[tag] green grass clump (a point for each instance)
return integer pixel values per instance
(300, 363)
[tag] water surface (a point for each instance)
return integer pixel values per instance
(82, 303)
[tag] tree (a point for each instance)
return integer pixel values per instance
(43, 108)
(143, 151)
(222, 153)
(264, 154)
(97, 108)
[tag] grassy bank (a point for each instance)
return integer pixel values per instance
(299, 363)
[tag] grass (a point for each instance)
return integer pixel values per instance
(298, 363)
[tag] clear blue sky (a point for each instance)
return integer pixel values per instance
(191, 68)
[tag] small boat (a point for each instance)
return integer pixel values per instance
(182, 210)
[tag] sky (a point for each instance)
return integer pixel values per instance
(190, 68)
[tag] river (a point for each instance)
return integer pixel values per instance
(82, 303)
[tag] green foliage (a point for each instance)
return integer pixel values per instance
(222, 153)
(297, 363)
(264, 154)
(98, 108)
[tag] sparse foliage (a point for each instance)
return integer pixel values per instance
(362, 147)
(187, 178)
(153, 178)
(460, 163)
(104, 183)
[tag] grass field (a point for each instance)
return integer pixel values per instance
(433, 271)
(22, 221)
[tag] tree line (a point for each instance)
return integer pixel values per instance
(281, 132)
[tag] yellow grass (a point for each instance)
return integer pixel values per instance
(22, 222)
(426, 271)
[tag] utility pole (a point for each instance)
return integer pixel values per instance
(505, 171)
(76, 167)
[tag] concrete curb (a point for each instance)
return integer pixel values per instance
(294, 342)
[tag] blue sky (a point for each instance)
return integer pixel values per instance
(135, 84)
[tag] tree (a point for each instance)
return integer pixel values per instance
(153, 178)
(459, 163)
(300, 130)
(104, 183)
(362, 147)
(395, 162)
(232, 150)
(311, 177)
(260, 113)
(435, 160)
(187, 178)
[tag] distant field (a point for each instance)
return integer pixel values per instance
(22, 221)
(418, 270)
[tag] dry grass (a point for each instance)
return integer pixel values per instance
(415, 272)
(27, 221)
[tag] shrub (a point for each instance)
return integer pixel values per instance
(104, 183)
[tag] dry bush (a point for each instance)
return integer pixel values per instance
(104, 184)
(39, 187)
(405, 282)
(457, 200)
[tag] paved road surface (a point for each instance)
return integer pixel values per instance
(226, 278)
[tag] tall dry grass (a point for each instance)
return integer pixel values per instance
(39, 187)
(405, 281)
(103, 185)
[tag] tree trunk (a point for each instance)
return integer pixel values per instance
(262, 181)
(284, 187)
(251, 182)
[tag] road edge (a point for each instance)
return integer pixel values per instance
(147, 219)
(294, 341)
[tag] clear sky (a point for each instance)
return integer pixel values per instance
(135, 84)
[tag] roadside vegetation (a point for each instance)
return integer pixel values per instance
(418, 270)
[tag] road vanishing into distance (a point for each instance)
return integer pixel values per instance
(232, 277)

EXERCISE
All entries must be repeated verbatim.

RESULT
[tag] green grass clump (a point for each instance)
return integer pixel values per instance
(300, 363)
[tag] water surface (a point for each instance)
return integer pixel values per instance
(82, 303)
[tag] tree (a point for each instance)
return integer pixel values per instance
(43, 108)
(143, 151)
(222, 153)
(264, 154)
(97, 108)
[tag] grassy bank (a point for each instance)
return integer pixel values per instance
(299, 363)
[tag] grass (a point for each instance)
return integer pixel values per instance
(298, 363)
[tag] clear blue sky (a point for each instance)
return integer pixel values per instance
(191, 68)
[tag] small boat (a point for each instance)
return integer pixel values per instance
(182, 210)
[tag] sky (a point for each instance)
return integer pixel values per instance
(190, 68)
[tag] river (a point for each instance)
return integer pixel values per instance
(82, 303)
[tag] green foliage (a point for each instance)
return integer pixel values per instance
(222, 153)
(297, 363)
(264, 154)
(98, 108)
[tag] sparse foliage (a point for each instance)
return integer pixel values per instance
(362, 147)
(187, 178)
(153, 178)
(460, 163)
(104, 183)
[tag] grass field (a point for each instance)
return integer pixel values per instance
(433, 271)
(22, 221)
[tag] tree line (a point for each instance)
return integer pixel values per instance
(281, 132)
[tag] yellow grass (a point for each instance)
return integer pixel values per instance
(22, 222)
(426, 271)
[tag] utility pole (a point for each instance)
return integer pixel values per instance
(505, 171)
(76, 167)
[tag] concrete curb (a point for each instance)
return integer pixel values per instance
(294, 342)
[tag] blue sky (a point for each instance)
return integer pixel values per instance
(135, 84)
[tag] tree (a point for each instance)
return integer pixel values per instance
(153, 178)
(459, 163)
(300, 130)
(104, 183)
(362, 147)
(395, 162)
(232, 150)
(311, 177)
(260, 113)
(435, 160)
(187, 178)
[tag] distant field (a point for each instance)
return integer pixel values per instance
(22, 221)
(418, 270)
[tag] dry grass (a point for each instance)
return integer pixel values per instance
(415, 272)
(27, 221)
[tag] shrub (a point for each instance)
return integer pixel values per instance
(104, 183)
[tag] dry bush (a point for each instance)
return integer pixel values per instance
(104, 184)
(39, 187)
(405, 282)
(457, 200)
[tag] paved road surface (a point for each instance)
return integer pixel values per instance
(226, 278)
[tag] tall dry grass (a point for each instance)
return integer pixel values per instance
(39, 187)
(405, 281)
(103, 185)
[tag] tree trunk (a point for each instance)
return integer pixel values per instance
(262, 181)
(284, 187)
(251, 182)
[tag] road edge (a point for each instance)
return integer pixel values per instance
(147, 219)
(294, 341)
[tag] clear sky (a point for each instance)
return integer pixel values per instance
(135, 84)
[tag] roadside vegetation (a point for each instance)
return integer pixel values per instance
(418, 270)
[tag] road vanishing into distance (a point for each instance)
return integer pixel values per instance
(232, 277)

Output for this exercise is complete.